*YOUR INSTRUCTIONS*.
Copy every record below verbatim, preserving each line without alteration.
— start —
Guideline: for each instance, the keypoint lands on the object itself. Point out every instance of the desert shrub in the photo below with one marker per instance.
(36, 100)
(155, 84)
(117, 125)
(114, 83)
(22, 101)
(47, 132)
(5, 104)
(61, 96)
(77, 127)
— end —
*RESPONSE FOR THIS EXERCISE*.
Guideline: for each instance, the keypoint lands on the object itself. Point out every instance of the desert shrub in the photo below with one marker per instance.
(36, 100)
(155, 84)
(117, 125)
(114, 83)
(22, 101)
(47, 132)
(5, 104)
(61, 96)
(77, 127)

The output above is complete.